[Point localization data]
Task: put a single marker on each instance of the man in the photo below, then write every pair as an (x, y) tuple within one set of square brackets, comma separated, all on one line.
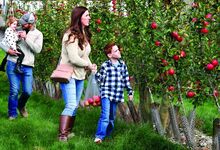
[(30, 44)]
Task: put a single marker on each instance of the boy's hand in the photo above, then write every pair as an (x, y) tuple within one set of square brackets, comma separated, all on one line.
[(130, 97)]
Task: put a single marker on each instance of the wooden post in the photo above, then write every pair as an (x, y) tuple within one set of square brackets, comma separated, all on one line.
[(216, 134), (122, 110), (133, 111)]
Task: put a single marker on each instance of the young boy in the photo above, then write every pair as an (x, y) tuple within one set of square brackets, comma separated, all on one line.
[(112, 79)]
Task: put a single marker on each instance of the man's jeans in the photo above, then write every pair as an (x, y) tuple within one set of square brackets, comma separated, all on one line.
[(106, 120), (26, 79), (72, 93)]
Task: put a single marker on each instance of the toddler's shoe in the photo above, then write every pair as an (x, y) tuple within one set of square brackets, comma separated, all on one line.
[(98, 140), (18, 69)]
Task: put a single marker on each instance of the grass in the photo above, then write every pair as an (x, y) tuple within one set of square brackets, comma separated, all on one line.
[(39, 131)]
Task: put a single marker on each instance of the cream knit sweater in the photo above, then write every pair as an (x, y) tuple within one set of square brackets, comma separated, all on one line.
[(72, 54)]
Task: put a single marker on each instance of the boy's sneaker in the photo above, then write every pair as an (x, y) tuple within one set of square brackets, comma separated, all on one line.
[(98, 140)]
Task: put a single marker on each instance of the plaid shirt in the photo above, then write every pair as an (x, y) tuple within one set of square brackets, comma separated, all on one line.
[(112, 80)]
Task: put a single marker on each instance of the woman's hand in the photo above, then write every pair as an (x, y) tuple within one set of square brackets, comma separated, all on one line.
[(93, 68), (13, 52)]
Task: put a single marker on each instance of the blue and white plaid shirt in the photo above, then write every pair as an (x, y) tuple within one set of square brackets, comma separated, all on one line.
[(112, 80)]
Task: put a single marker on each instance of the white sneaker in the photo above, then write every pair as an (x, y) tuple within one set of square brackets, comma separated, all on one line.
[(98, 140)]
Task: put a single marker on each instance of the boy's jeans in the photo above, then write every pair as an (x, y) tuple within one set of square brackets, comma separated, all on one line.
[(72, 92), (106, 120), (26, 79)]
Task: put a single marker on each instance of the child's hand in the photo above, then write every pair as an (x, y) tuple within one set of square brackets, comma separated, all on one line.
[(130, 97)]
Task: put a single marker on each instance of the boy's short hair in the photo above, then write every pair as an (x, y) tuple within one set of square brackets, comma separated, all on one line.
[(108, 48)]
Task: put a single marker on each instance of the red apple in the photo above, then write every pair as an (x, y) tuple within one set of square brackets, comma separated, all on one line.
[(204, 30), (176, 57), (96, 98), (153, 25), (171, 71), (171, 88), (214, 62), (210, 67), (157, 43), (208, 16), (190, 94), (90, 100), (98, 21), (174, 34)]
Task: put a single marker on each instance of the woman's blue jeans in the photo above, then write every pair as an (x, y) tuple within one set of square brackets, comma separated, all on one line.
[(106, 120), (26, 79), (72, 93)]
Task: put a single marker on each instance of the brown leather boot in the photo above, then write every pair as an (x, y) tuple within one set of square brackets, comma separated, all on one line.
[(64, 128), (70, 133)]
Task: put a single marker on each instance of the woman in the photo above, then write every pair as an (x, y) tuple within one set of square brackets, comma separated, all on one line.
[(75, 51)]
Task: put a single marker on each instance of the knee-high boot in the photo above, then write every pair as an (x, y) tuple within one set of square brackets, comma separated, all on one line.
[(70, 133), (65, 127)]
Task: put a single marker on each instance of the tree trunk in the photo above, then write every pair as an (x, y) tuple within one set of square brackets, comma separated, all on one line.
[(174, 123), (156, 118), (216, 134), (144, 102), (164, 113)]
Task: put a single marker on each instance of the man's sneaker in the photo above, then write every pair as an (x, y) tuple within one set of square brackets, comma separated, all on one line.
[(23, 112), (98, 140)]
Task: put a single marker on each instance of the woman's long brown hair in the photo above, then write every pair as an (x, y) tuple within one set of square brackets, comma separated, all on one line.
[(76, 28)]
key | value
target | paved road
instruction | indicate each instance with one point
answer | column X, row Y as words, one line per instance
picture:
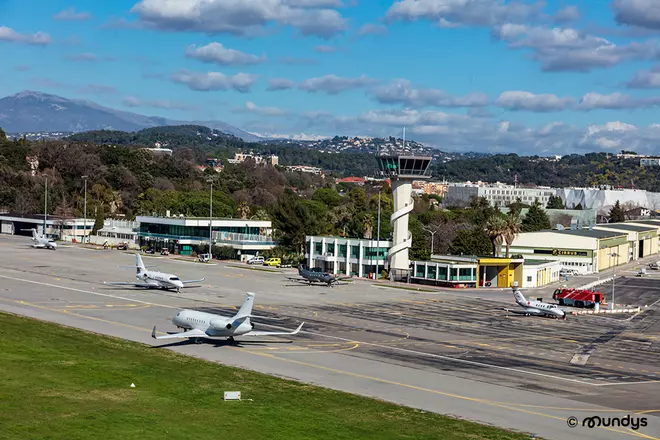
column 443, row 352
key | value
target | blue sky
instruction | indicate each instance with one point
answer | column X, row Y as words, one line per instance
column 568, row 75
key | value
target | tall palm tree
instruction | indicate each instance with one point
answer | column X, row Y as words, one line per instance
column 368, row 224
column 513, row 227
column 243, row 210
column 496, row 228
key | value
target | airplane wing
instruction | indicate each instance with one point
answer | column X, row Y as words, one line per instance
column 194, row 333
column 193, row 281
column 128, row 283
column 295, row 332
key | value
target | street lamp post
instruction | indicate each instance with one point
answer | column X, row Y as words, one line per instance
column 85, row 210
column 45, row 203
column 432, row 234
column 211, row 221
column 378, row 235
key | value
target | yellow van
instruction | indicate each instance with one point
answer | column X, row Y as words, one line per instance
column 273, row 262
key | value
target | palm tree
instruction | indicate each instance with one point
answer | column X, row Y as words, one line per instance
column 368, row 225
column 512, row 229
column 496, row 228
column 243, row 210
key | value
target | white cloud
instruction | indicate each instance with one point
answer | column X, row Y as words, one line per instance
column 219, row 54
column 452, row 13
column 131, row 101
column 333, row 84
column 251, row 107
column 639, row 13
column 86, row 56
column 325, row 49
column 279, row 84
column 567, row 14
column 401, row 91
column 36, row 39
column 70, row 14
column 207, row 81
column 520, row 100
column 239, row 17
column 372, row 29
column 566, row 49
column 646, row 79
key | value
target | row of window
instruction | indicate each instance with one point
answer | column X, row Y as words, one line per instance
column 340, row 251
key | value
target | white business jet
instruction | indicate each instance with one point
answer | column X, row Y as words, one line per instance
column 536, row 308
column 41, row 241
column 200, row 325
column 154, row 280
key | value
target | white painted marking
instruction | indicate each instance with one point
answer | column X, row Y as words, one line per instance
column 404, row 350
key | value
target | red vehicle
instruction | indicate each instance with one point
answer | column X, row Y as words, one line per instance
column 578, row 297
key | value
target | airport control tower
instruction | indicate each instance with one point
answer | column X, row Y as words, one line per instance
column 401, row 168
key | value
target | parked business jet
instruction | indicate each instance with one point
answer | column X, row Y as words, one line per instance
column 536, row 308
column 41, row 241
column 309, row 277
column 154, row 280
column 200, row 325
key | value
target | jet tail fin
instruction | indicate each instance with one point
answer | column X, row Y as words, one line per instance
column 246, row 308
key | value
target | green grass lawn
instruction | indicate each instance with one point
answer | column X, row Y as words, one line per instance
column 62, row 383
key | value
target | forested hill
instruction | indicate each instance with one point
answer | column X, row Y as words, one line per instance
column 205, row 142
column 592, row 169
column 339, row 156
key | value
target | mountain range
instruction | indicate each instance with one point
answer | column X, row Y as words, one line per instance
column 30, row 112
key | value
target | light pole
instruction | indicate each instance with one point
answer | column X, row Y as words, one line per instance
column 378, row 234
column 613, row 254
column 211, row 221
column 85, row 210
column 45, row 203
column 432, row 234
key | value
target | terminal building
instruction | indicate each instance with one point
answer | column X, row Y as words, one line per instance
column 59, row 228
column 348, row 256
column 584, row 250
column 181, row 235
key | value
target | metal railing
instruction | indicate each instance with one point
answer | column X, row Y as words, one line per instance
column 218, row 237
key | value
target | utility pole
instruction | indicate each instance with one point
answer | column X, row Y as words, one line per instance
column 211, row 221
column 614, row 254
column 45, row 204
column 85, row 211
column 432, row 234
column 378, row 234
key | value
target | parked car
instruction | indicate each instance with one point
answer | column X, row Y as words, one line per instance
column 256, row 260
column 273, row 262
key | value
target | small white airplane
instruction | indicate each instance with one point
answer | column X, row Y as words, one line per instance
column 200, row 325
column 41, row 241
column 536, row 308
column 154, row 280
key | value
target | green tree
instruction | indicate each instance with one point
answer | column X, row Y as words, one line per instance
column 99, row 220
column 536, row 219
column 496, row 228
column 512, row 227
column 555, row 202
column 617, row 214
column 471, row 242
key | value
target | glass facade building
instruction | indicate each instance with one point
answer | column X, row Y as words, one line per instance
column 347, row 256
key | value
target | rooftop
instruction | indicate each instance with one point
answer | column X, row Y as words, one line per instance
column 627, row 227
column 591, row 233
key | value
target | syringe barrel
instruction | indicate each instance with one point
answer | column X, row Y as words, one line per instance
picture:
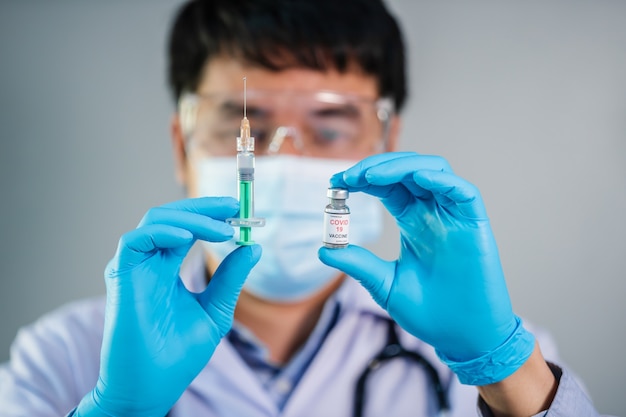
column 245, row 166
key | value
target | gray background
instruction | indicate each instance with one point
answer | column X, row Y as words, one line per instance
column 526, row 99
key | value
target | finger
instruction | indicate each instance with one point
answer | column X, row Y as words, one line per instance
column 401, row 170
column 202, row 226
column 219, row 208
column 452, row 192
column 375, row 274
column 137, row 245
column 354, row 176
column 221, row 295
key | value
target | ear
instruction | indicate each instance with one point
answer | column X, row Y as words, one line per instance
column 394, row 134
column 178, row 148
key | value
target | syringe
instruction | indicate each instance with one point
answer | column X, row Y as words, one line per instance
column 245, row 181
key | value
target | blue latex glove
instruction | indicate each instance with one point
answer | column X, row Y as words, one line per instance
column 157, row 335
column 447, row 286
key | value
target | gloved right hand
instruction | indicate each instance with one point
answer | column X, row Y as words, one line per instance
column 158, row 335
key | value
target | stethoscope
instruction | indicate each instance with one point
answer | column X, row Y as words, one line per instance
column 393, row 349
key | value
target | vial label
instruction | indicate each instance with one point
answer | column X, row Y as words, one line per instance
column 336, row 228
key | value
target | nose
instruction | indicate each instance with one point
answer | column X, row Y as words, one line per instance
column 285, row 141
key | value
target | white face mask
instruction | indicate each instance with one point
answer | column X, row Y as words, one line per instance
column 290, row 193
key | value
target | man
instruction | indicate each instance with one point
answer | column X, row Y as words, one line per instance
column 325, row 86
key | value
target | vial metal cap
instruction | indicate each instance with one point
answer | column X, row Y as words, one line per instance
column 337, row 193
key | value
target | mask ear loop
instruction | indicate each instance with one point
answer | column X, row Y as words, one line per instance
column 188, row 117
column 384, row 111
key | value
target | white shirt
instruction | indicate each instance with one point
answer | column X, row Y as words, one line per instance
column 55, row 362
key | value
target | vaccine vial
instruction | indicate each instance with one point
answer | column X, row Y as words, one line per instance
column 336, row 219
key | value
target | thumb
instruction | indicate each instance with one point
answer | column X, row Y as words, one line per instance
column 375, row 274
column 221, row 295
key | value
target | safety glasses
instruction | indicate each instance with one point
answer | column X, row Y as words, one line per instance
column 320, row 124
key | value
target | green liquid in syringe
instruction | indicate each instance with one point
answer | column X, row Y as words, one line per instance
column 245, row 211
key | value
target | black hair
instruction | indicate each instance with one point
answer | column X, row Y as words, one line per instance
column 279, row 34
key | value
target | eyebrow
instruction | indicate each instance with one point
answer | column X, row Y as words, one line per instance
column 231, row 109
column 348, row 110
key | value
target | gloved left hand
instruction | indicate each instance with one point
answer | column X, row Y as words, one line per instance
column 158, row 335
column 447, row 286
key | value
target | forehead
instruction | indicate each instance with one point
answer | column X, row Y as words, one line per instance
column 225, row 74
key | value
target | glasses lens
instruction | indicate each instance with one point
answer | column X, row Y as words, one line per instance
column 322, row 124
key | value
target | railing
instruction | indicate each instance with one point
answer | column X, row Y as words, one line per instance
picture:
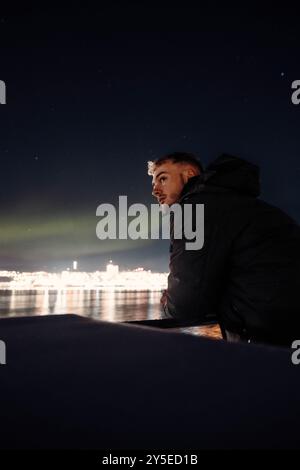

*TRY IT*
In the records above, find the line containing "target | gloved left hand". Reproduce it and every line after it through the last line, omitting pictures.

*EXERCISE RESPONSE*
target | gloved left hand
instruction | indicate each instance with one point
answer | column X, row Y as words, one line per instance
column 158, row 335
column 447, row 286
key | value
target | forehead
instruction | indicate each instance with one point
answer | column X, row Y as words, one line per instance
column 225, row 74
key | value
target | glasses lens
instruction | indicate each instance with one point
answer | column X, row Y as words, one line per instance
column 322, row 124
key | value
target | railing
instruction | indicate each instance with one point
answer | column X, row Y as words, one line per instance
picture:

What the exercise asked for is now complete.